## [ЧТО СДЕЛАТЬ]
1 – Повтори слово в слово фрагмент отрывка о самосознании животных: от «Гриффин (Griffin, 1976), который» до «мы и переходим.» включительно.
2 – Выпиши без повторов все фамилии исследователей, которые в отрывке о самосознании животных даны латиницей в скобках.
3 – Подхвати, пожалуйста, отрывок о самосознании животных и продолжи его после последнего предложения.

== ОТРЫВОК ДЛЯ ЧТЕНИЯ ==

Самосознание у животных

 

На протяжении почти 75 лет нашего столетия прочно господствовало представление бихевиористов о том, что субъективные психические переживания животных не могут быть предметом научных исследований. В течение этого времени такие ученые, как Толмен (Tolman, 1932), оспаривали эту точку зрения, но они практически никак не влияли на господствующее мировоззрение (см. обзор Griffin, 1976). Позиция бихевиористов с логической точки зрения кажется неприступной, однако ее можно обойти различными путями. Один из аргументов заключается в том, что, хотя мы и не можем доказать, что животные обладают субъективными переживаниями, вполне возможно, что на самом деле так оно и есть. А если бы это было так, то что тогда изменилось бы? Другой подход базируется на утверждении, что с эволюционной точки зрения представляется маловероятным, чтобы между человеком и животными в этом отношении был существенный разрыв.

 

Гриффин (Griffin, 1976), который одним из первых начал планомерную атаку на позиции бихевиоризма, использовал оба этих аргумента. По его мнению, изучение коммуникации животных с наибольшей вероятностью должно принести нам доказательства того, что «они обладают психическими переживаниями и сознательно общаются друг с другом». Однако при исследовании языковых способностей животных в последние годы это давнее обещание оказалось невыполненным. До сих пор вызывает спор поведение шимпанзе, которых обучили некоторым особенностям языка человека, и существует сомнение в том, что когда-либо эти эксперименты позволят нам многое узнать о субъективных переживаниях этих животных (Terrace, 1979; Ristau, Robbins, 1982). Были предприняты самые различные попытки исследовать субъективный мир животных другими способами, к описанию которых мы и переходим.

===
== СТРОКИ ДАННЫХ ==

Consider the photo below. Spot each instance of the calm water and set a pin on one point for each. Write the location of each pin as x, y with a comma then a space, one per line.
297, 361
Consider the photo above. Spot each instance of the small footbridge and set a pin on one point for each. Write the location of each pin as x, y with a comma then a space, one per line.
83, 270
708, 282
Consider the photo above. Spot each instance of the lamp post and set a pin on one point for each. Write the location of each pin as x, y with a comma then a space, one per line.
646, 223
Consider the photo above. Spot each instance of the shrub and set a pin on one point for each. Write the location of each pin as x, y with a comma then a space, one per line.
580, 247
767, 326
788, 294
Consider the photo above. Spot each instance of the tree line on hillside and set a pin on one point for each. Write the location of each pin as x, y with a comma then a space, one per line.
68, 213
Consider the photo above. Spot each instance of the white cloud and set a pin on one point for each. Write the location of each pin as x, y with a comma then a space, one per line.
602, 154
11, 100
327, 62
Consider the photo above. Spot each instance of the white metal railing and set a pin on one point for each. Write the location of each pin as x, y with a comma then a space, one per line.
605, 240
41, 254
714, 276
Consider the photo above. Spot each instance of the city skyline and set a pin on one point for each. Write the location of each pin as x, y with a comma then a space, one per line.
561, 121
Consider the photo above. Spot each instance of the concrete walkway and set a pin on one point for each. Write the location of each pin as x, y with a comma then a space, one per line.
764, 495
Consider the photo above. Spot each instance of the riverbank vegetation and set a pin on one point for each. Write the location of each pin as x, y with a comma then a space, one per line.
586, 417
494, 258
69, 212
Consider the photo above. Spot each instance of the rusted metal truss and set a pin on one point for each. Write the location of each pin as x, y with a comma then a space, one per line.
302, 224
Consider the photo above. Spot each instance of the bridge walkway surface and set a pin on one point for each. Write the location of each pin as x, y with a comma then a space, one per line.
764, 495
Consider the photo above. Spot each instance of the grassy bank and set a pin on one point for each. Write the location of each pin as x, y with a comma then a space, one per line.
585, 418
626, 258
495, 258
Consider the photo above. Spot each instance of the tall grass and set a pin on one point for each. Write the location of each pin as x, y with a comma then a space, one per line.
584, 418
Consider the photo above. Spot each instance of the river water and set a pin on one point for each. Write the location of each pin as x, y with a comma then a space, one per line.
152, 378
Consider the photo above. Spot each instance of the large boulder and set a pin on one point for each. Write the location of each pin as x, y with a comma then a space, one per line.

===
== СТРОКИ ДАННЫХ ==

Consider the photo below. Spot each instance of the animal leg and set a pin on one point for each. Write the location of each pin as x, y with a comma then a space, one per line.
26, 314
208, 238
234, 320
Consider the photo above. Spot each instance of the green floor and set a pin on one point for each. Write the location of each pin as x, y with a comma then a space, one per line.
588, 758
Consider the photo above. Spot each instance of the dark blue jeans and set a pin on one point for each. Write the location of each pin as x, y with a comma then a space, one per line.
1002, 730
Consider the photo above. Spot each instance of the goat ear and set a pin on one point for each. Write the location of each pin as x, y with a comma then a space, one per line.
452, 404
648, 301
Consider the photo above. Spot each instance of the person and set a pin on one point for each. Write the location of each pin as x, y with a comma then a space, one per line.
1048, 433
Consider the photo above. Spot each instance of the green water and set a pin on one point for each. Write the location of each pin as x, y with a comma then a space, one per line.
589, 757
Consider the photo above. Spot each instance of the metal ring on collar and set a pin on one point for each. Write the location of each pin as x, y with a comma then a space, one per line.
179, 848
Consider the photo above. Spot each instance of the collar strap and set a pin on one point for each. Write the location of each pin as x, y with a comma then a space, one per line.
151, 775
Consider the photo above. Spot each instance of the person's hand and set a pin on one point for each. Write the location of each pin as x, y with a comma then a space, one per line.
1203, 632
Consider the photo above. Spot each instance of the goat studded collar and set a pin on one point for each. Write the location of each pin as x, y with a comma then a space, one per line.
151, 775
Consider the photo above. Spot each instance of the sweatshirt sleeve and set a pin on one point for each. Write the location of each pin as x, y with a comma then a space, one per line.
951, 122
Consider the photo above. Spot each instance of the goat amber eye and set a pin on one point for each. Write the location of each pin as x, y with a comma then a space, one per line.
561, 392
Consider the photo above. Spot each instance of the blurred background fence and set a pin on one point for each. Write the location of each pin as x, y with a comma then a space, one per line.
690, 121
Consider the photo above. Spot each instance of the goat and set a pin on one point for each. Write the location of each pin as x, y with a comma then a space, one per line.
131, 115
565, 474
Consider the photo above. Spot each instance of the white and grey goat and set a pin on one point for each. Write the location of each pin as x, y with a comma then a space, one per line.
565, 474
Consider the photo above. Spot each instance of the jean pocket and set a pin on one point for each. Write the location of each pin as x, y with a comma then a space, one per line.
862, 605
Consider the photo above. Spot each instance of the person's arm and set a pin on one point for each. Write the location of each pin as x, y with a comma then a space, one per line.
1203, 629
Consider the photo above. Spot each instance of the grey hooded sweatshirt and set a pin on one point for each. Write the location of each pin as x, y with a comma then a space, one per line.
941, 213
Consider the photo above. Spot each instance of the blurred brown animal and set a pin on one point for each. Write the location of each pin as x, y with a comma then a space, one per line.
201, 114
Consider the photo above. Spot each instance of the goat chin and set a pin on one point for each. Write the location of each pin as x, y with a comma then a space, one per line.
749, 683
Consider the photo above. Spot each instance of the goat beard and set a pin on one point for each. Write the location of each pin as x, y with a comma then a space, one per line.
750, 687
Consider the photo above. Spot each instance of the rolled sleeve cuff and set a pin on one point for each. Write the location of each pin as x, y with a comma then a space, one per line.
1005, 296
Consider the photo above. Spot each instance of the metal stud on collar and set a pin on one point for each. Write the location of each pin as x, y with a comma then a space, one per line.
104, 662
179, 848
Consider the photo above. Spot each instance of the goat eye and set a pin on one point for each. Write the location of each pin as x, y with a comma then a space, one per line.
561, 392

===

## [ОТВЕТЫ К ЗАДАНИЯМ]
1 –
Гриффин (Griffin, 1976), который одним из первых начал планомерную атаку на позиции бихевиоризма, использовал оба этих аргумента. По его мнению, изучение коммуникации животных с наибольшей вероятностью должно принести нам доказательства того, что «они обладают психическими переживаниями и сознательно общаются друг с другом». Однако при исследовании языковых способностей животных в последние годы это давнее обещание оказалось невыполненным. До сих пор вызывает спор поведение шимпанзе, которых обучили некоторым особенностям языка человека, и существует сомнение в том, что когда-либо эти эксперименты позволят нам многое узнать о субъективных переживаниях этих животных (Terrace, 1979; Ristau, Robbins, 1982). Были предприняты самые различные попытки исследовать субъективный мир животных другими способами, к описанию которых мы и переходим.

2 – Tolman, Griffin, Terrace, Ristau, Robbins

3 –
 

Осознают ли животные себя в том смысле, что имеют ли они представления о позах, которые принимают, и о действиях, которые совершают? Конечно, поступающая от суставов и мышц сенсорная информация направляется к мозгу, и поэтому животное, по-видимому, должно быть осведомлено о своем поведении. В экспериментах, направленных на выяснение этого вопроса, крыс обучали нажимать на один из четырех рычагов в зависимости от того, какой из четырех активностей было занято животное, когда раздавался звук зуммера (Beninger et al., 1974). Например, если этот сигнал заставал крысу в тот момент, когда она чистила шерсть (was grooming), она должна была нажимать на «груминговый» рычаг, чтобы получить пищевое подкрепление. Крысы научились нажимать на различные рычаги в зависимости от того, занимались ли они чисткой шерсти, ходили, поднимались на задние лапки или находились в покое вюмент, когда слышался звук зуммера. Результаты подобных экспериментов (Morgan, Nicholas, 1979) показали, что крысы способны строить свое инструментальное поведение на основе информации об их собственном поведении и сигналов, поступающих из внешней среды. В каком-то смысле крысы должны знать о своих действиях, но это совсем не означает, что они их осознают. Они могут осознавать свои действия точно так же, как и внешние сигналы.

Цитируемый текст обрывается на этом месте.